(Region labeling entries)
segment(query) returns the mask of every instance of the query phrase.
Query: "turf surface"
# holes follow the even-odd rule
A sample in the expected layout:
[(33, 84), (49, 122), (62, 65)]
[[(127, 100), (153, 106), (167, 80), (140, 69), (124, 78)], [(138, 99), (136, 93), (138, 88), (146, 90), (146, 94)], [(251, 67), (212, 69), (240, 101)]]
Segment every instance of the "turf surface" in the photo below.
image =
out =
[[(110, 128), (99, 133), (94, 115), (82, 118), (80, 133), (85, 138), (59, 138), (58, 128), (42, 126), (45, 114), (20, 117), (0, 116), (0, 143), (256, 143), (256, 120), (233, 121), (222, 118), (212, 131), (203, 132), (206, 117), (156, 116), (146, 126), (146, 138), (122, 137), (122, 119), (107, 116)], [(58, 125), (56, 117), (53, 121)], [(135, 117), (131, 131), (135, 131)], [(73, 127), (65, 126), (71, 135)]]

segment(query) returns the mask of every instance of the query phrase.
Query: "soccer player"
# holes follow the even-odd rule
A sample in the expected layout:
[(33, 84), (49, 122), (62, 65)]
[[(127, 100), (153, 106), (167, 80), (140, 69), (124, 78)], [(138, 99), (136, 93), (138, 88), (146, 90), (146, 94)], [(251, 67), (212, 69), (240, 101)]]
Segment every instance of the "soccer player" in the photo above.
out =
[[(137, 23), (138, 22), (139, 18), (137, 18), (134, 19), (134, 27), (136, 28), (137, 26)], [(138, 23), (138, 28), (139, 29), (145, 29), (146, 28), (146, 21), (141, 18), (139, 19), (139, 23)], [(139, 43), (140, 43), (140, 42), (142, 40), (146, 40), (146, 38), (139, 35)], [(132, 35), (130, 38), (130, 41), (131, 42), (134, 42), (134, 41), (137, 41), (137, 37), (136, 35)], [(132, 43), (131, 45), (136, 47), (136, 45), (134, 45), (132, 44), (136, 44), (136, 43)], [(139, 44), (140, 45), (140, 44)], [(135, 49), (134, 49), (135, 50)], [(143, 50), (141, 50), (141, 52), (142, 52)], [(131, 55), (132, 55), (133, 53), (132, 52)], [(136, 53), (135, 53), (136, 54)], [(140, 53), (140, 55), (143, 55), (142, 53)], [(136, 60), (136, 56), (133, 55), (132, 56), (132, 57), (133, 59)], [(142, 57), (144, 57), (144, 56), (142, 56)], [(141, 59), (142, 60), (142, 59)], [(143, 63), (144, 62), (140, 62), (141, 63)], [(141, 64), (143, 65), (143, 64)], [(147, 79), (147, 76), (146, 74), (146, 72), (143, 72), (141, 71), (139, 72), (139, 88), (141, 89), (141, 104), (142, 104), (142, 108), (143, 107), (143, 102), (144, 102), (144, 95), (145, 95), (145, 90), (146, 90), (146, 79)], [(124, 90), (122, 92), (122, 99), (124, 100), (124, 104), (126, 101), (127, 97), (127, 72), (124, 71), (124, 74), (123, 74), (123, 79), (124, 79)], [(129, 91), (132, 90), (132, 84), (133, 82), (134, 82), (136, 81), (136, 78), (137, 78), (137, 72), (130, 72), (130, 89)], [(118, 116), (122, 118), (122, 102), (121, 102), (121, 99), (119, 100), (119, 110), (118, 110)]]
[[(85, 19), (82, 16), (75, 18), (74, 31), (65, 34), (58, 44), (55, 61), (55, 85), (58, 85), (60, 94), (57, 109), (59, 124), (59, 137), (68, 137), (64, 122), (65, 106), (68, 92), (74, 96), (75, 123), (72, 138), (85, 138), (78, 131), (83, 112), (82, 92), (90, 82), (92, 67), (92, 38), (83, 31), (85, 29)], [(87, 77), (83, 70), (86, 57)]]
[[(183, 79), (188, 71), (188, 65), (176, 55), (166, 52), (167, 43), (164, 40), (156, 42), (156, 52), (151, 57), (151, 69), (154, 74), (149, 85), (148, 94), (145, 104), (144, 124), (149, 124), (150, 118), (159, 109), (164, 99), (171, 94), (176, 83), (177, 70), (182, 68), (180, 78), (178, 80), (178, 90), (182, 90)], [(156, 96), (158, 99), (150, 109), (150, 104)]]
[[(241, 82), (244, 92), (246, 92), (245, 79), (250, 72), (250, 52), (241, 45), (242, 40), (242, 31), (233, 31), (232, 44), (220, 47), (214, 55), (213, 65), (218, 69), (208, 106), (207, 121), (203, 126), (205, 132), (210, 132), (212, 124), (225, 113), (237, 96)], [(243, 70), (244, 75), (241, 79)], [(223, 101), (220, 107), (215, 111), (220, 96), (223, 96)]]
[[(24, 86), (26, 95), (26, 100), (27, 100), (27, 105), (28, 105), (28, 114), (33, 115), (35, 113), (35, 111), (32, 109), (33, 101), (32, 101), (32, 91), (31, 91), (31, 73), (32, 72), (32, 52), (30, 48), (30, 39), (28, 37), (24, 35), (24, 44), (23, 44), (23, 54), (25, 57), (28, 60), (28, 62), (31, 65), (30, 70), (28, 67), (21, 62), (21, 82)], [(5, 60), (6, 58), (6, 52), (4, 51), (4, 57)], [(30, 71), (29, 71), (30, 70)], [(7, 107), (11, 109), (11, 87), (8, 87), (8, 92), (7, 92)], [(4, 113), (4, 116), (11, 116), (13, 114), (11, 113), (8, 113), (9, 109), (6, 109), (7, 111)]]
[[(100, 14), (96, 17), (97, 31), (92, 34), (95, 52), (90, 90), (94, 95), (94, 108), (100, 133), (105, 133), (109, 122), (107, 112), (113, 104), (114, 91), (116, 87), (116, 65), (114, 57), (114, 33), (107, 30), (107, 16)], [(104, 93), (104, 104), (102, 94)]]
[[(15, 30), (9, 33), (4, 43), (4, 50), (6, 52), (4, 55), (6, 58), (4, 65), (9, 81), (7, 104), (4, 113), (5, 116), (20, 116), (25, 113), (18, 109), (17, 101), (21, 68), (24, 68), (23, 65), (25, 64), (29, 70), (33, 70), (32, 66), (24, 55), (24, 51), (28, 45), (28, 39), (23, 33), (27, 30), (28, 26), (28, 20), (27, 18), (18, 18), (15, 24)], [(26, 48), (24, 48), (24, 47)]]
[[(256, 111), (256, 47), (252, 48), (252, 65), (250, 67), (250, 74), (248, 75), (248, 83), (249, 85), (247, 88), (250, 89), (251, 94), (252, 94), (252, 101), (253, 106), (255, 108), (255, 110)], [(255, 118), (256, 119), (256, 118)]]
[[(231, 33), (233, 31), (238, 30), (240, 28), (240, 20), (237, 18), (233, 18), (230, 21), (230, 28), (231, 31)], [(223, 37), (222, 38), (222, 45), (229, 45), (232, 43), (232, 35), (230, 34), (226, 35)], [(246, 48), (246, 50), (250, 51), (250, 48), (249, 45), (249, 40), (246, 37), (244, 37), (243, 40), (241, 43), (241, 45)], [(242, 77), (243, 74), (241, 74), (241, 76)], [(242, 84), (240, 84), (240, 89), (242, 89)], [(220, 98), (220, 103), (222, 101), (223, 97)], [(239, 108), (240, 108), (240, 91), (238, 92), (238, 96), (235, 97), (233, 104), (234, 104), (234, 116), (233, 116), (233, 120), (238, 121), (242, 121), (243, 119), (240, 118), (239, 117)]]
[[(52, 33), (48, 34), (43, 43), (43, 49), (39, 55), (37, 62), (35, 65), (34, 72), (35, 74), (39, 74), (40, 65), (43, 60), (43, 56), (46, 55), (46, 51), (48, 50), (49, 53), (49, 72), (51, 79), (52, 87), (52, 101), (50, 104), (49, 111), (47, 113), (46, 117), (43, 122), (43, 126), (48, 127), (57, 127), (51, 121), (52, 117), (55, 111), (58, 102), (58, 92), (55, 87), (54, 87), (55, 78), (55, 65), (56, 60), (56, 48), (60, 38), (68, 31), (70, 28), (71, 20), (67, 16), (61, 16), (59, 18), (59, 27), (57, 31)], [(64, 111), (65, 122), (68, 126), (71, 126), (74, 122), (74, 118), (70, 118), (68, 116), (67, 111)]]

**What to produce:** Report every line above that contains the string "turf", matching case exactly.

**Answer:**
Query: "turf surface"
Segment every instance of the "turf surface" in the photo below.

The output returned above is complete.